• _Task statement_
Please locate each line in the rows below that includes the word "calm", matching case exactly, and copy those lines out in full.

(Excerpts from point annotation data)
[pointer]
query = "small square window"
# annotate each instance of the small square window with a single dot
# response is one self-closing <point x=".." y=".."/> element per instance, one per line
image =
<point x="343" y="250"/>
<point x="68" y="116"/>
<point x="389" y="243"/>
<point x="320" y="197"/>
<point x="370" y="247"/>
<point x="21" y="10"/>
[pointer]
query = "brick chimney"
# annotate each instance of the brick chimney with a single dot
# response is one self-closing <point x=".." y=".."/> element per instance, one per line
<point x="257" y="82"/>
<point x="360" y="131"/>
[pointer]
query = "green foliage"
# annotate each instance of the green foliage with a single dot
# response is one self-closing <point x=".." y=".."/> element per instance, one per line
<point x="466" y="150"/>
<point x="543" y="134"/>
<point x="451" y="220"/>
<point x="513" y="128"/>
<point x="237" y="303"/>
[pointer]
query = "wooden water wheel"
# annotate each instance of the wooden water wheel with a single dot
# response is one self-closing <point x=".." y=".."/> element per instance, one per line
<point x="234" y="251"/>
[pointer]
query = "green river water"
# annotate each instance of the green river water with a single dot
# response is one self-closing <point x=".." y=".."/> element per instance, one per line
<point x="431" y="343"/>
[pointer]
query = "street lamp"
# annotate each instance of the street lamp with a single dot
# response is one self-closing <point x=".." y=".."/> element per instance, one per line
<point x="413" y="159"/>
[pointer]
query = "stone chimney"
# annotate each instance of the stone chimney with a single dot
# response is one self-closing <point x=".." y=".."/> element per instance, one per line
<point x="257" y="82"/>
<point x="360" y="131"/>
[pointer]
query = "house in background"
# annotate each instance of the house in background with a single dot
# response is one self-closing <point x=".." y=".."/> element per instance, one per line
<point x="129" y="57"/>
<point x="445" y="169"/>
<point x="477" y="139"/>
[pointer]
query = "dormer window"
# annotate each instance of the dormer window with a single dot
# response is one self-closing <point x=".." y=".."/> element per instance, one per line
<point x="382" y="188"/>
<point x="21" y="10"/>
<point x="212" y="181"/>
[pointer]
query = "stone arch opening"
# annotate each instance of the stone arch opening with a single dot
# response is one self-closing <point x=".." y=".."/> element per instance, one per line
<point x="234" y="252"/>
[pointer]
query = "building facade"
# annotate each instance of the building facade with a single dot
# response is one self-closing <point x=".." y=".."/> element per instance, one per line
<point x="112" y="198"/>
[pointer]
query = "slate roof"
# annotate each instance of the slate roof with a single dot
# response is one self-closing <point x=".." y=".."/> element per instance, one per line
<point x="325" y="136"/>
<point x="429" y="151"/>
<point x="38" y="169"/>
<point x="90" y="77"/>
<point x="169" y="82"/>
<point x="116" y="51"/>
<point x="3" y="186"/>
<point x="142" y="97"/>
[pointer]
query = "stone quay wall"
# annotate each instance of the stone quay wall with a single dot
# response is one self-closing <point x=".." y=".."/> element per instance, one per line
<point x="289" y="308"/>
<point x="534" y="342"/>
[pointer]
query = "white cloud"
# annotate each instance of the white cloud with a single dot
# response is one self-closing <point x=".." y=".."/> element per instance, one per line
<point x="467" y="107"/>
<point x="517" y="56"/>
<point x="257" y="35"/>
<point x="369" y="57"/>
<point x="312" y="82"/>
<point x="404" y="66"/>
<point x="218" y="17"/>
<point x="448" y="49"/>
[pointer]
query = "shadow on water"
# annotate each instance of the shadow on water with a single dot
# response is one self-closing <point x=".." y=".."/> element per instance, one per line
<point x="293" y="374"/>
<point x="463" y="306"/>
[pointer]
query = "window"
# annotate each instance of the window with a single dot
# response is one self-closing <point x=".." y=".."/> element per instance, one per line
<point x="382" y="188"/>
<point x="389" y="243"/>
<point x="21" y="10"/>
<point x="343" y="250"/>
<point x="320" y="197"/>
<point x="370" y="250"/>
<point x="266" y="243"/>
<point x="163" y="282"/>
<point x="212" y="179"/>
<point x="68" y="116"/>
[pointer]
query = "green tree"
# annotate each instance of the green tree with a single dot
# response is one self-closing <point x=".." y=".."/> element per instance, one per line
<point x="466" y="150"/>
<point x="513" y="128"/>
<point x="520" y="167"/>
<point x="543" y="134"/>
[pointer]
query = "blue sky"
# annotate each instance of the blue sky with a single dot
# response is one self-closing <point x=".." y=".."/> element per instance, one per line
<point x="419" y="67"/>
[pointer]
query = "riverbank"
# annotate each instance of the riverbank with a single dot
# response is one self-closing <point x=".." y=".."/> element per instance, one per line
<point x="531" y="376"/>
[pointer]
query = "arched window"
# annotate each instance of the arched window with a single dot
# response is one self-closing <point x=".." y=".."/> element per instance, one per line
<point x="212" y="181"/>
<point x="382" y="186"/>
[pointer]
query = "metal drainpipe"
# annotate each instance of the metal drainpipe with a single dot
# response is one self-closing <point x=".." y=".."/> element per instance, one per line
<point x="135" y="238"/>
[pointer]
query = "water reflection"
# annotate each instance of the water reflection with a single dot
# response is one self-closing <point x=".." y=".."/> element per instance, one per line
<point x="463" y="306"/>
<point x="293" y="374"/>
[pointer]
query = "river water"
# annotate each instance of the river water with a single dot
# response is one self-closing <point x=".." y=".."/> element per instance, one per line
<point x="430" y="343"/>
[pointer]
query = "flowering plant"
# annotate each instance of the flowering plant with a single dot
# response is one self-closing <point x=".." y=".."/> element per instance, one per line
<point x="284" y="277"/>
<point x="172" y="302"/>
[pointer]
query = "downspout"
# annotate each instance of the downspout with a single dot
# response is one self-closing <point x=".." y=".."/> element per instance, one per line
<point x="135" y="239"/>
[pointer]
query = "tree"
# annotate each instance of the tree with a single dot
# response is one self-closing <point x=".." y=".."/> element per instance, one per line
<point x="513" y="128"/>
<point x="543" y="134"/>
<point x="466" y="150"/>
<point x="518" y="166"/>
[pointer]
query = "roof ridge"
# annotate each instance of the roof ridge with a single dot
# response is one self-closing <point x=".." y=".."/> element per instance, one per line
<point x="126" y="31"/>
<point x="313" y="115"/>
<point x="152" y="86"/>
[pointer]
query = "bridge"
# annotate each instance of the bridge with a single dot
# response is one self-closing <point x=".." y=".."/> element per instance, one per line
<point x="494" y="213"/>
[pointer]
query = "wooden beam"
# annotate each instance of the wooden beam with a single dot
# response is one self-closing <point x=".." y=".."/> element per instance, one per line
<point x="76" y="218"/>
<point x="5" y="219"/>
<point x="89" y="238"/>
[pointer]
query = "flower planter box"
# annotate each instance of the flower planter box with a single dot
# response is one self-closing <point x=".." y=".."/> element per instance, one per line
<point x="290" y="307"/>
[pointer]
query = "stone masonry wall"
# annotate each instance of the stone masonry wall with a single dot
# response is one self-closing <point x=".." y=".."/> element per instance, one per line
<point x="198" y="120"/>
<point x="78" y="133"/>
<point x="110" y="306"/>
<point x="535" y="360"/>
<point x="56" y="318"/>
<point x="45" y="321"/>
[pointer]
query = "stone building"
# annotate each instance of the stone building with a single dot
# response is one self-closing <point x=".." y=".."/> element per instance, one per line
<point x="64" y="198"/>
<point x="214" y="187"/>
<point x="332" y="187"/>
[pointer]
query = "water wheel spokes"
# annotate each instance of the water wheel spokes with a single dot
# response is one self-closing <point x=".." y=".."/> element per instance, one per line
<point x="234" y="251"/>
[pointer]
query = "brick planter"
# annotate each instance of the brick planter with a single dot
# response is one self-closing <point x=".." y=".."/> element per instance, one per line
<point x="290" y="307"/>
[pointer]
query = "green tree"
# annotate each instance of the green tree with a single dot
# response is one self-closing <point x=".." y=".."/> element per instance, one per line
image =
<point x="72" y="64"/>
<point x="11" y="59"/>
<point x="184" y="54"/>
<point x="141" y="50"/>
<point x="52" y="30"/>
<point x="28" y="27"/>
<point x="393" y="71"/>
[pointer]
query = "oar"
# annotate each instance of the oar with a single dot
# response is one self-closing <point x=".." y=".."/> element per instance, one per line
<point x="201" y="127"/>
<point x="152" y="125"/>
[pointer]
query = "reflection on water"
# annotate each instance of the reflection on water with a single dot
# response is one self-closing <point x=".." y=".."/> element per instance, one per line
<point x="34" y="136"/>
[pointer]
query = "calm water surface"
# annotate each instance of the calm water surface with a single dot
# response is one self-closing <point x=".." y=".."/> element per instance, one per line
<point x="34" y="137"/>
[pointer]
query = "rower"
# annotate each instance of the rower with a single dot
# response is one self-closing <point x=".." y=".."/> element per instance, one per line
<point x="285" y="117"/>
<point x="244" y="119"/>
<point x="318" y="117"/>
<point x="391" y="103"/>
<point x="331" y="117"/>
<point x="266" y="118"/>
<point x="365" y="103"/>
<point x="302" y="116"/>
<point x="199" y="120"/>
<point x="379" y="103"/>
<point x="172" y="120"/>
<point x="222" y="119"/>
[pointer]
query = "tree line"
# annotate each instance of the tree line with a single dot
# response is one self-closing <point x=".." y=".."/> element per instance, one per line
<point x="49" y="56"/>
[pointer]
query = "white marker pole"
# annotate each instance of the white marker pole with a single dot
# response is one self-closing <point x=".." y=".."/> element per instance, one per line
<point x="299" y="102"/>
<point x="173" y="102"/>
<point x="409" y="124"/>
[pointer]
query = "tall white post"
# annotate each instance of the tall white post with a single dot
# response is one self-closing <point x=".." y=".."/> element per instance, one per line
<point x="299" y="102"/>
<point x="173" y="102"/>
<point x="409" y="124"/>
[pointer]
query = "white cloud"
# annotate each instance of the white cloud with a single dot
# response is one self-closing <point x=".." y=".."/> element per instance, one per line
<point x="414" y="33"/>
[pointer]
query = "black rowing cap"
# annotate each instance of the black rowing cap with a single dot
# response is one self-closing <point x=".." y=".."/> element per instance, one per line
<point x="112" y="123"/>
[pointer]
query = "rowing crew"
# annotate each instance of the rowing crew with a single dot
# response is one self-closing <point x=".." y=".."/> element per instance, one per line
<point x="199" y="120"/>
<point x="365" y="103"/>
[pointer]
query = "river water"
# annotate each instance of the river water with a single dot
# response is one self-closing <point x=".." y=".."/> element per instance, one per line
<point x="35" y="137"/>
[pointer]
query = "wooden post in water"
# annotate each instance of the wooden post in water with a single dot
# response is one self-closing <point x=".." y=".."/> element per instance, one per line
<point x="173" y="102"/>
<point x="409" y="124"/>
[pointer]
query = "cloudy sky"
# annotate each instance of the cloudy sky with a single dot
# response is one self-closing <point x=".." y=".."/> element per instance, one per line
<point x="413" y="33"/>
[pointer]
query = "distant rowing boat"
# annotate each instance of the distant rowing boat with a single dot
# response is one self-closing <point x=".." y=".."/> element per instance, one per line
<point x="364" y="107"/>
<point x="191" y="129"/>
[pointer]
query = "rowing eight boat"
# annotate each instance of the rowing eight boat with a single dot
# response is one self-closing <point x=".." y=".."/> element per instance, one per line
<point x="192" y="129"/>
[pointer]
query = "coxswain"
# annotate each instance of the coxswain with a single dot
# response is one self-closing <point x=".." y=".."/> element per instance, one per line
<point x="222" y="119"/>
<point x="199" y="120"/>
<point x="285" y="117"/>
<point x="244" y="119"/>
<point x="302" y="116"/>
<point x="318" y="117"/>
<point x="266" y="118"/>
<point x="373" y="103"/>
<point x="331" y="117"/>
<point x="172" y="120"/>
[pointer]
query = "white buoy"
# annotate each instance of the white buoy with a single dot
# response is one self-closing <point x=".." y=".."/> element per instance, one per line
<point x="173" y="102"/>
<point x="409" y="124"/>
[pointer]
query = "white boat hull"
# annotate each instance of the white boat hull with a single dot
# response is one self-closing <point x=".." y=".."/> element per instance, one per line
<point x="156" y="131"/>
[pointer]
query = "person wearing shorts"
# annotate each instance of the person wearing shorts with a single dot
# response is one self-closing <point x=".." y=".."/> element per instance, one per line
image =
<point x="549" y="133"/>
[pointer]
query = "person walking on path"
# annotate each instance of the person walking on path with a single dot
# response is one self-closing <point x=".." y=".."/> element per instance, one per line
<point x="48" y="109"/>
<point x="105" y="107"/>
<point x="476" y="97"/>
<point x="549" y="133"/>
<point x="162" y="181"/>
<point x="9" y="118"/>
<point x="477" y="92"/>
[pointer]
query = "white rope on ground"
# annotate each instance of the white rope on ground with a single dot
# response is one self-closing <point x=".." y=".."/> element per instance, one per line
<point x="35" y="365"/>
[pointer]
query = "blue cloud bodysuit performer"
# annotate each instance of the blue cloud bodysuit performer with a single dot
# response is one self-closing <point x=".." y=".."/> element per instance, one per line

• _The output_
query = "calm water surface"
# annotate each instance of the calm water surface with a single dot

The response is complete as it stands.